_YOUR INSTRUCTIONS_.
Output the full listing exactly.
-- Opening Marker --
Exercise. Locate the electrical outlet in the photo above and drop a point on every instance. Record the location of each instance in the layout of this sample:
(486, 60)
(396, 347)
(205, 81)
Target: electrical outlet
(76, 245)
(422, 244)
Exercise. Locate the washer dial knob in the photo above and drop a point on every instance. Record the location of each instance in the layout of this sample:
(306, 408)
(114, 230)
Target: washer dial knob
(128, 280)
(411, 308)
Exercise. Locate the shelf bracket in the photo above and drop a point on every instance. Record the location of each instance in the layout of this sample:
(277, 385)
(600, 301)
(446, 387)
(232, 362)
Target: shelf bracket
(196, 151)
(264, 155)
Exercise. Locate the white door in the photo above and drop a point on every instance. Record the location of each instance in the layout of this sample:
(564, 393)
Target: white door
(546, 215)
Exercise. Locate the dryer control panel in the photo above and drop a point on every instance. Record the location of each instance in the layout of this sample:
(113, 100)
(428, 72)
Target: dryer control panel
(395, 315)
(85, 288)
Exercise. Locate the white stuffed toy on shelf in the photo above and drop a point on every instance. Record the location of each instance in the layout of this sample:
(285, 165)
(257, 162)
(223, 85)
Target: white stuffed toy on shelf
-- Closing Marker --
_SOLUTION FOR THIS EXERCISE_.
Exercise. Locate the electrical outlet in the photo above and drop a point on every instance. Record the location of each instance in the layout of this sample:
(486, 60)
(396, 347)
(205, 81)
Target: electrical outlet
(76, 245)
(422, 244)
Exercise. Locate the washer dial knob in the photo above and drop a point on every instance. Record the location of each instance in the layout of this sample:
(306, 408)
(114, 230)
Target: washer dial knob
(128, 280)
(411, 308)
Exercise. Locate the shelf bracket in the photo above and drop a point on every instance. Record the location of each instance in the layout of this sample:
(277, 385)
(600, 301)
(446, 387)
(232, 362)
Target: shelf bracket
(196, 151)
(264, 155)
Exercise. Locate the white door in the photo above and drop a point on every instance. Record the location of each instance in the layout of this sample:
(564, 393)
Target: white door
(546, 215)
Exercise. Locate the dryer control panel in the photo above and drop a point on every instance. Record the location of each instance in the layout of this sample:
(113, 100)
(428, 72)
Target: dryer control panel
(395, 315)
(85, 288)
Exercise. Locate the white stuffed toy on shelf in the photo above and drop a point on every instance. Record the location of each instance in the layout of this sample:
(285, 165)
(257, 162)
(223, 85)
Target: white stuffed toy on shelf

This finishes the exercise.